Формулировка задания:
Извлеките текст об Ахматовой целиком, воспроизведя его дословно, без пропусков и изменений.

Колонка – субъективные заметки; к ахматоведению добавить нечего – разве только к своему пониманию, к тому, на что обращаешь внимание, перечитывая. Моему поколению еще досталась «полумонахиня-полублудница» из школьной программы; кажется, мы были последние, кто изучал на уроках литературы ждановское постановление, не читая еще самой Ахматовой. Ахматовские стихи, принесенные ветром перестройки, пленили на удивление немногих вчерашних школьниц: с юношеским радикализмом, или-или, многие из нас однозначно предпочитали полет и страсть цветаевских тире ахматовской лаконичной простоте. А может быть, советским девчонкам, вырвавшимся на перестроечную свободу, не хватало чего-то важного, чтобы понять Ахматову – чего-то врожденного или крепко воспитанного, но совершенно нам несвойственного — вот как ее поразительно прямая спина на портретах нехарактерна для нашего поколения разболтанных сутулых сколиозников.

Строки набора данных для указания на объекты
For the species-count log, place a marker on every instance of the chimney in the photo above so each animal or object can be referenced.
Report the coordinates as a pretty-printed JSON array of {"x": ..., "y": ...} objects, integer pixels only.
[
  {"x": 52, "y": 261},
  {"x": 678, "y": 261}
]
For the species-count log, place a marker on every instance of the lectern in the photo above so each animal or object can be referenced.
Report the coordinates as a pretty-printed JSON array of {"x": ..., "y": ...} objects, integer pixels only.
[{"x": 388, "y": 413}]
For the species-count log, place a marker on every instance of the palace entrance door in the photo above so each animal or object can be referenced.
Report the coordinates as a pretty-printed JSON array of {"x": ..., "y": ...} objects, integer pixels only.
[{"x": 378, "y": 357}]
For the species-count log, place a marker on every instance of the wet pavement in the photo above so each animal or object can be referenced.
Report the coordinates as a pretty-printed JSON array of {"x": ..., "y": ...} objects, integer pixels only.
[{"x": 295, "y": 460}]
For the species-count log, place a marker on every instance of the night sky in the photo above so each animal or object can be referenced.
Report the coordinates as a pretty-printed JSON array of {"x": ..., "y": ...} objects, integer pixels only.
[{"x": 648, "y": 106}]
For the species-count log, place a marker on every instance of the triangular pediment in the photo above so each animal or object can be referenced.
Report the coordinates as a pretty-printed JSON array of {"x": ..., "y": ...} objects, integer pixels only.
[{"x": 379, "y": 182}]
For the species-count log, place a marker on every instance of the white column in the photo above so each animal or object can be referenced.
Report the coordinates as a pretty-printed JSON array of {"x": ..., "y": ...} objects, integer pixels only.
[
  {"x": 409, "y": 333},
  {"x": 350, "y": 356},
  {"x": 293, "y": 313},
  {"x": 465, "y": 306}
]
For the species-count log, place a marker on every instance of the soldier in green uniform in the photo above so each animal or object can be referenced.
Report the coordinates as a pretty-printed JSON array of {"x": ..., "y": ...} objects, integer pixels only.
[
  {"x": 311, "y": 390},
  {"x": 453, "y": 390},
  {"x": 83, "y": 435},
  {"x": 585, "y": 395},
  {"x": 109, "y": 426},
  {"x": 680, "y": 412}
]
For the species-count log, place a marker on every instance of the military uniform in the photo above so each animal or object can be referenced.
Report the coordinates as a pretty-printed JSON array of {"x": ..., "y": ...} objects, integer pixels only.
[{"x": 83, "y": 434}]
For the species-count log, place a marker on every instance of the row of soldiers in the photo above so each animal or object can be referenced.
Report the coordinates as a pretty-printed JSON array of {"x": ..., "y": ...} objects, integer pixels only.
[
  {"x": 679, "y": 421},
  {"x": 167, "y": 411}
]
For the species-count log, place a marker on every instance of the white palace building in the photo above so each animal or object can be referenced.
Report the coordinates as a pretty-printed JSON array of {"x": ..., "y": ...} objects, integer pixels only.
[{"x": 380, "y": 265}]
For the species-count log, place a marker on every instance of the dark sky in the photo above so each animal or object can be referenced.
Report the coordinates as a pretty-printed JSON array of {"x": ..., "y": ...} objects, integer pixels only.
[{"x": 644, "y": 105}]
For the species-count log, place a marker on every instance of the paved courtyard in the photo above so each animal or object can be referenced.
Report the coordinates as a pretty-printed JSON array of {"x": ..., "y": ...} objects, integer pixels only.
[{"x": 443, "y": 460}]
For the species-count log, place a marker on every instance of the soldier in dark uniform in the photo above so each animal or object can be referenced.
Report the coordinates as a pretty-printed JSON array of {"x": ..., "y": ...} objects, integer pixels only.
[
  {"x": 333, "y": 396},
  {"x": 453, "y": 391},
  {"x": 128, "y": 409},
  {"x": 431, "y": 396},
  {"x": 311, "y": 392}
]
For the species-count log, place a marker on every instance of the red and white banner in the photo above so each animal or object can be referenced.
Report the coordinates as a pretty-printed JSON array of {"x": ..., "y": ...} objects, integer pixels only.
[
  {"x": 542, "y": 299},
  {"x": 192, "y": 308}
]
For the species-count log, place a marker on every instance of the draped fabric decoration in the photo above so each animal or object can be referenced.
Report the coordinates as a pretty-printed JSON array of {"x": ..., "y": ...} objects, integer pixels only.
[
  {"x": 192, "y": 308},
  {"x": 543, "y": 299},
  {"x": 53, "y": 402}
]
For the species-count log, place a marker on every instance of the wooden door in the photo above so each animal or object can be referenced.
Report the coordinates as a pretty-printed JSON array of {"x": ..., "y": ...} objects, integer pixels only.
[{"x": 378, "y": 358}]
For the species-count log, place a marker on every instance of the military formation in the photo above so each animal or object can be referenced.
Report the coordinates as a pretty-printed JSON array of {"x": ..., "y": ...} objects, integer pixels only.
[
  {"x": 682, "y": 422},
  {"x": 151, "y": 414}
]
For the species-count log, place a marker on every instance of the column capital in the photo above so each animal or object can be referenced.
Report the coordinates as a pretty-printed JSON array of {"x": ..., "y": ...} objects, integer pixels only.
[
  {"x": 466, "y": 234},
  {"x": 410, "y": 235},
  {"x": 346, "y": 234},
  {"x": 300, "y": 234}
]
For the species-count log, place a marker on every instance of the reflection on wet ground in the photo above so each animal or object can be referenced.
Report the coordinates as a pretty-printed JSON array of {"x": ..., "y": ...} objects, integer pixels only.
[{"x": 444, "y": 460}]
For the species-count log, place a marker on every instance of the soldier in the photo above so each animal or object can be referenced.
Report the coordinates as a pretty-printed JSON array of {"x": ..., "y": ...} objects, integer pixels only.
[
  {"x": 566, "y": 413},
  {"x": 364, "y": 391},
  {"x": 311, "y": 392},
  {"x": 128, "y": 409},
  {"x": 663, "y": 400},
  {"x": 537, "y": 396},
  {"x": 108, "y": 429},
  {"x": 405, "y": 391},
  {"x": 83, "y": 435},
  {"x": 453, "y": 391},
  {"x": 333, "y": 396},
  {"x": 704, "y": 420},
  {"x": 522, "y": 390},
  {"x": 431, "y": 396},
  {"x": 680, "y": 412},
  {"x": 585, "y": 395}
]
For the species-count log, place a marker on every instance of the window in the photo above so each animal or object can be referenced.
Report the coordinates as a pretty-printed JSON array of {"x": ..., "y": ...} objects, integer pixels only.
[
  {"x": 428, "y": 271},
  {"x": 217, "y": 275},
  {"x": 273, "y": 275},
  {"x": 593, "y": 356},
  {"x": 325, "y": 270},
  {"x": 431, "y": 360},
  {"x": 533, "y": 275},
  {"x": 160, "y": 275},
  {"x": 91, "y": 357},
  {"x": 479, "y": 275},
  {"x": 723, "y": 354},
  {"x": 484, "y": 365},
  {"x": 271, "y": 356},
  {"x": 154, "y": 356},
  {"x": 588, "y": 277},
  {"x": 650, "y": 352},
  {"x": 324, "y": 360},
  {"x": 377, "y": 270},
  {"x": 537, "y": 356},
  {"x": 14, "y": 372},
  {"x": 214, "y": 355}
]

Результат:
Колонка – субъективные заметки; к ахматоведению добавить нечего – разве только к своему пониманию, к тому, на что обращаешь внимание, перечитывая. Моему поколению еще досталась «полумонахиня-полублудница» из школьной программы; кажется, мы были последние, кто изучал на уроках литературы ждановское постановление, не читая еще самой Ахматовой. Ахматовские стихи, принесенные ветром перестройки, пленили на удивление немногих вчерашних школьниц: с юношеским радикализмом, или-или, многие из нас однозначно предпочитали полет и страсть цветаевских тире ахматовской лаконичной простоте. А может быть, советским девчонкам, вырвавшимся на перестроечную свободу, не хватало чего-то важного, чтобы понять Ахматову – чего-то врожденного или крепко воспитанного, но совершенно нам несвойственного — вот как ее поразительно прямая спина на портретах нехарактерна для нашего поколения разболтанных сутулых сколиозников.